Class ChunkedOutputStream

  • All Implemented Interfaces:
    Closeable, Flushable, AutoCloseable

    @Beta
    public final class ChunkedOutputStream
    extends OutputStream
    An OutputStream implementation which collects data is a series of byte[] chunks, each of which has a fixed maximum size. This is generally preferable to ByteArrayOutputStream, as that can result in huge byte arrays -- which can create unnecessary pressure on the GC (as well as lot of copying).

    This class takes a different approach: it recognizes that result of buffering will be collected at some point, when the stream is already closed (and thus unmodifiable). Thus it splits the process into two steps:

    • Data acquisition, during which we start with an initial (power-of-two) size and proceed to fill it up. Once the buffer is full, we stash it, allocate a new buffer twice its size and repeat the process. Once we hit maxChunkSize, we do not grow subsequent buffer. We also can skip some intermediate sizes if data is introduced in large chunks via write(byte[], int, int).
    • Buffer consolidation, which occurs when the stream is closed. At this point we construct the final collection of buffers.

** Entries supplied **
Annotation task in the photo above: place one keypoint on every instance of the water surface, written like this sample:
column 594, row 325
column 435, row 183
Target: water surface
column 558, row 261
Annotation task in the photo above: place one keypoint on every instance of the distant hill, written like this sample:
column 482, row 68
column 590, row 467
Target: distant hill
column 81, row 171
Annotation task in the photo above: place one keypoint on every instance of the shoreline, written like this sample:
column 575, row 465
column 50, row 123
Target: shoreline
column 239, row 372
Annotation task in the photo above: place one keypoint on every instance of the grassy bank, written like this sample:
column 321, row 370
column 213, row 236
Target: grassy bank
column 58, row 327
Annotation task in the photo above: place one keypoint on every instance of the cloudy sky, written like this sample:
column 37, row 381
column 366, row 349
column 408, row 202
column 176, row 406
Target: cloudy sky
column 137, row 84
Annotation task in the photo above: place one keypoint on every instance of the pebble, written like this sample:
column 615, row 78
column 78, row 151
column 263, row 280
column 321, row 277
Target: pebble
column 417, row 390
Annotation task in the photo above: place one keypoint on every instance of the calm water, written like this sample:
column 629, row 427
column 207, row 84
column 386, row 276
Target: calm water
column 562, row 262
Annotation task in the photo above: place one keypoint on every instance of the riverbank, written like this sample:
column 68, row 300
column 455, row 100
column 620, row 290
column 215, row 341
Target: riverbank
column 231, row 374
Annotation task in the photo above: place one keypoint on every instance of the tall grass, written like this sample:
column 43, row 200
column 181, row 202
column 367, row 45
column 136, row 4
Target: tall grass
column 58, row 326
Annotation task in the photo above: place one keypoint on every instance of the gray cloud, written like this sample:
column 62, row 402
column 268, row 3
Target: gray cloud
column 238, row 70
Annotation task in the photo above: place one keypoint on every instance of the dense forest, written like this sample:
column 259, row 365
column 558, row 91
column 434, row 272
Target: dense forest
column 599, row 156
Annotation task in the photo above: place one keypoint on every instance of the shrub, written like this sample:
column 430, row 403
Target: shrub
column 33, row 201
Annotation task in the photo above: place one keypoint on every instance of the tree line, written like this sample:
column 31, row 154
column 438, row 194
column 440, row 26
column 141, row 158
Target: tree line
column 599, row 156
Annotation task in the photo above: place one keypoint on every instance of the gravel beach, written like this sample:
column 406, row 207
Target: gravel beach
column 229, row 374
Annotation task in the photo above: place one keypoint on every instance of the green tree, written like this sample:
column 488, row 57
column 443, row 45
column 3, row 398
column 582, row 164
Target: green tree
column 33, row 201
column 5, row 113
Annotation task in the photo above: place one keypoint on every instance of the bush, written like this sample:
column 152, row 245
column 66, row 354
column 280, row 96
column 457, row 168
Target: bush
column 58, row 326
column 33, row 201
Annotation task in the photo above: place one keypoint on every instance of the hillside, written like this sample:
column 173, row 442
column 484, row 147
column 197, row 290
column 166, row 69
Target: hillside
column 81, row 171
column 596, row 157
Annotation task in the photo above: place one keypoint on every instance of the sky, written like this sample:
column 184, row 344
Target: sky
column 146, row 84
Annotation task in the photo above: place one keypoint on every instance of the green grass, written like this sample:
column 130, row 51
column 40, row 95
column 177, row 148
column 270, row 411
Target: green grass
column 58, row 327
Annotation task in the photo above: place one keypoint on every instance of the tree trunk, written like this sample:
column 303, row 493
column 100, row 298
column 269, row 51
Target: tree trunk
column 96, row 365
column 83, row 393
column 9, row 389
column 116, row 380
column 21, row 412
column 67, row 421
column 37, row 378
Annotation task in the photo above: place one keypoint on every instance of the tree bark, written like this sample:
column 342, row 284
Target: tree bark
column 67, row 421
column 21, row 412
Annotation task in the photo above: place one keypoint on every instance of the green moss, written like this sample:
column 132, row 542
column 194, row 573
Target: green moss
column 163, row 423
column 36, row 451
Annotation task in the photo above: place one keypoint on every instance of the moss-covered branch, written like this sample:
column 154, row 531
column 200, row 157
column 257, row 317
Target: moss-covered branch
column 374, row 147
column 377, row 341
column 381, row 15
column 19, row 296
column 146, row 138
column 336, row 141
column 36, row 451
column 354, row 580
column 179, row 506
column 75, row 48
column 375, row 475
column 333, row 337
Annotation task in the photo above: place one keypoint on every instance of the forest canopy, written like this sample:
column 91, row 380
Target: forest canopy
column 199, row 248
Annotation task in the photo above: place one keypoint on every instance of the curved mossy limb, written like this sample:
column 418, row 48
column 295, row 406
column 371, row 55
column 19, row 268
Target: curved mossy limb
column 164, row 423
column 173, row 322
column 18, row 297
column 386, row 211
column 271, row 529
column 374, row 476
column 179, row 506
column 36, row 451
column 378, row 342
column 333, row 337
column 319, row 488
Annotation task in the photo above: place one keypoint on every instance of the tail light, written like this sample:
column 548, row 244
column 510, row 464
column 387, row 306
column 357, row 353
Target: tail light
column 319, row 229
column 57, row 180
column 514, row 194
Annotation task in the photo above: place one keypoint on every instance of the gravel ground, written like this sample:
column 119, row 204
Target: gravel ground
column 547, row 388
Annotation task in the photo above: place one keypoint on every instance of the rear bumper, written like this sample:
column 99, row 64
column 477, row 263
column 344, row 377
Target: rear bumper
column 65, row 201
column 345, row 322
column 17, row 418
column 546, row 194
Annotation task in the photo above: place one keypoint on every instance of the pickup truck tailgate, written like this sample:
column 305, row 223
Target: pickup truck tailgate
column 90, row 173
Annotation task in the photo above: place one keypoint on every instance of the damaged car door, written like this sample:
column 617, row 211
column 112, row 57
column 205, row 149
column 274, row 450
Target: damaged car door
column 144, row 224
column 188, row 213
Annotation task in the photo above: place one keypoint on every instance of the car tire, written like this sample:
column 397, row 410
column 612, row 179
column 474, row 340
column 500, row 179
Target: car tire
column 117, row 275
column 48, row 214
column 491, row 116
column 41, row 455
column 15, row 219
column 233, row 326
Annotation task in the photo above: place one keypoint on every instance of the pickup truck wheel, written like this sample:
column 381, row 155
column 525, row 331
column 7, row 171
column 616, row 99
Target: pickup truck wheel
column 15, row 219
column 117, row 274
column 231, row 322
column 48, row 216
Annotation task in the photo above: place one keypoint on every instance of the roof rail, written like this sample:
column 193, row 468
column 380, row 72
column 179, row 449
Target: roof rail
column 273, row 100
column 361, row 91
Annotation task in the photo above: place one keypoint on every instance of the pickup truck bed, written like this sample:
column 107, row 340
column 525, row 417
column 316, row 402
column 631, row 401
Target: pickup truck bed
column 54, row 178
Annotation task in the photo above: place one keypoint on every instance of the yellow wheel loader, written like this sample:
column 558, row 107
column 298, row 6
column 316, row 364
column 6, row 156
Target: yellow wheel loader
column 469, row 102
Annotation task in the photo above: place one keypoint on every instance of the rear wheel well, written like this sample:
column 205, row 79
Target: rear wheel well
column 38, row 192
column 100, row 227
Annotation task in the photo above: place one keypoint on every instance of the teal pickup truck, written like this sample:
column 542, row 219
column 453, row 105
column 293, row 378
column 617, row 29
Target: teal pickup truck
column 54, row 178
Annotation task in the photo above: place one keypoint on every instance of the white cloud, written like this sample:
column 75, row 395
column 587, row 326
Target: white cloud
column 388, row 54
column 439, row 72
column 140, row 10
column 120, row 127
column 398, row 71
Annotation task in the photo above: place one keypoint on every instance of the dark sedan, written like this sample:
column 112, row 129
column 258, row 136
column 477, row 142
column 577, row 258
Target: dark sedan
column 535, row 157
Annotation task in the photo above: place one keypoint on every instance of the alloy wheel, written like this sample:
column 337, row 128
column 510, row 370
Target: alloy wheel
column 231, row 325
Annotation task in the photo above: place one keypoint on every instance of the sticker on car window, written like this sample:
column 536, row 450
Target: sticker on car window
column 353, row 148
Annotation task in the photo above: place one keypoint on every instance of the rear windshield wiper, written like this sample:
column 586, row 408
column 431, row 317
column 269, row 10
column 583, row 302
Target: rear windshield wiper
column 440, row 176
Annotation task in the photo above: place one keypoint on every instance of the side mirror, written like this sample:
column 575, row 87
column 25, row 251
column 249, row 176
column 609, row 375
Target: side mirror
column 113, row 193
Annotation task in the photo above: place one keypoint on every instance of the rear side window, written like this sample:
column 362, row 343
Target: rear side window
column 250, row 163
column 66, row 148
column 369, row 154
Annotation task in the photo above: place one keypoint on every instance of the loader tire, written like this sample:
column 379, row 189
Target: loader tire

** Work to complete **
Update the stretch of the ChunkedOutputStream description from "This class takes" through "write(byte[], int, int).", replacing "maxChunkSize" with "chunkSizeLimit".

** Solution below **
This class takes a different approach: it recognizes that result of buffering will be collected at some point, when the stream is already closed (and thus unmodifiable). Thus it splits the process into two steps:

    • Data acquisition, during which we start with an initial (power-of-two) size and proceed to fill it up. Once the buffer is full, we stash it, allocate a new buffer twice its size and repeat the process. Once we hit chunkSizeLimit, we do not grow subsequent buffer. We also can skip some intermediate sizes if data is introduced in large chunks via write(byte[], int, int).